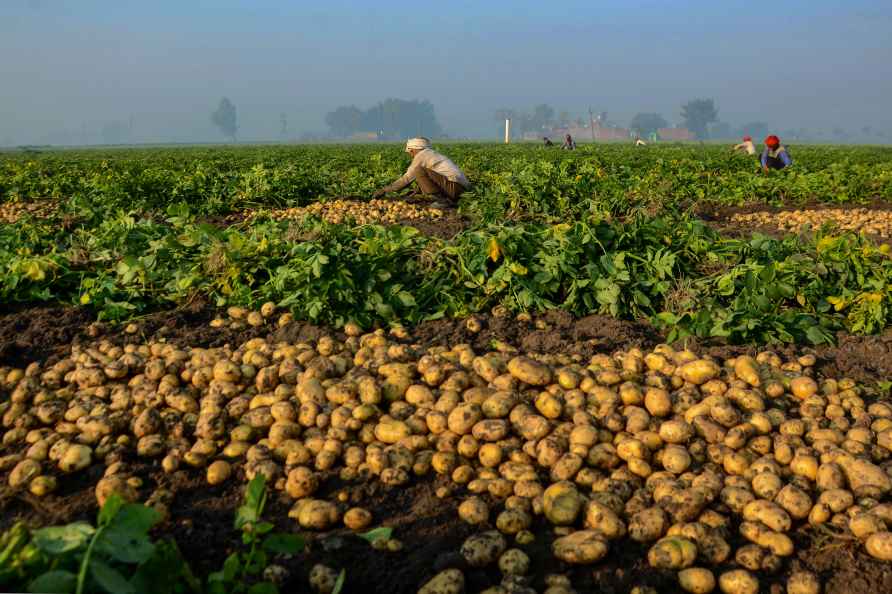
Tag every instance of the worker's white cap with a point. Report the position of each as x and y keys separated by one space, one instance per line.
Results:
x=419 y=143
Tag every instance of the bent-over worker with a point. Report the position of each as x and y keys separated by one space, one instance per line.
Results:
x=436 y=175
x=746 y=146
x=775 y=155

★ ★ ★ ★ ★

● Stated task:
Format the records above as a two-column CSV with the header instruction,points, giving each instruction its own row alongside its answer. Put every field in double quotes, replace line breaks inside a field with spaces, and leave the pictures out.

● Output of the exercise:
instruction,points
"Tag every instance of the worker's white cap with a point. Report the position of each as x and y keys separated by one space, one instance per line. Results:","x=419 y=143"
"Tag every instance of the bent-over worker with a point. Report the position of each as x and y keys separated by one space, one instance per line. Results:","x=436 y=175 x=746 y=146 x=775 y=155"